GOAL OF THE EXERCISE
Rewrite the listing below, changing every occurrence of "whole pixels" to "integer pixels" and keeping everything else the same.
************
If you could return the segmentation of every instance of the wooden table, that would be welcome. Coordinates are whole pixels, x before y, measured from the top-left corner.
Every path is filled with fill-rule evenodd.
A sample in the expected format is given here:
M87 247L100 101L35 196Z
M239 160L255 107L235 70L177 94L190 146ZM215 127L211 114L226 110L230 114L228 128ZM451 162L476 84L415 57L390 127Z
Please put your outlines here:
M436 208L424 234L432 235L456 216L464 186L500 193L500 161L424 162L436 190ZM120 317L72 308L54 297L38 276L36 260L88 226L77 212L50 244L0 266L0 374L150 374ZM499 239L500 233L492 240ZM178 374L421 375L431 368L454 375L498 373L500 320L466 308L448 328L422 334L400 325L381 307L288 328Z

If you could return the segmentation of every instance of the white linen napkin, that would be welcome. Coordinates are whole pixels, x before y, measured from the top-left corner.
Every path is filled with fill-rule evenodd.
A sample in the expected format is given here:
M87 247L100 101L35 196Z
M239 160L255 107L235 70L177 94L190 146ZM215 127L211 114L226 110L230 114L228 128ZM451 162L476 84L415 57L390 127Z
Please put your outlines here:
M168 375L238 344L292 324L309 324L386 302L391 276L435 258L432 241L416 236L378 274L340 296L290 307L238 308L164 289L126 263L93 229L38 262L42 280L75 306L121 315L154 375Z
************
RESULT BELOW
If you could return the segmentation of every instance of the wooden table, that would be welcome. Coordinates are integer pixels, x before y, measured from the top-left corner.
Every path is filled with fill-rule evenodd.
A sample in the expected format is given here:
M87 247L100 101L35 196Z
M239 160L255 107L235 70L177 94L190 146ZM215 127L211 114L226 110L230 114L228 128ZM451 162L476 84L415 57L390 127Z
Please put your outlines here:
M436 208L424 234L432 235L456 216L464 186L500 193L500 161L424 162L436 190ZM120 317L72 308L54 297L38 276L36 260L88 226L77 212L50 244L0 266L0 374L150 374ZM499 239L500 233L492 240ZM178 374L421 375L431 368L454 375L498 373L500 320L466 308L448 328L422 334L400 325L381 307L288 328Z

If you could return the segmentation of every instance of the white linen napkin, that would be welcome. Coordinates are integer pixels, x before y, measured from the top-left corner.
Every path is filled with fill-rule evenodd.
A sample in the expected format is given here:
M87 247L100 101L35 196Z
M239 160L255 107L235 70L177 94L190 146ZM215 127L211 114L226 110L230 114L228 128ZM451 162L476 84L415 57L390 127Z
Please put your outlines here:
M168 375L238 344L292 324L309 324L386 302L391 276L435 258L432 241L416 236L378 274L340 296L290 307L238 308L164 289L126 263L93 229L38 262L42 280L75 306L121 315L154 375Z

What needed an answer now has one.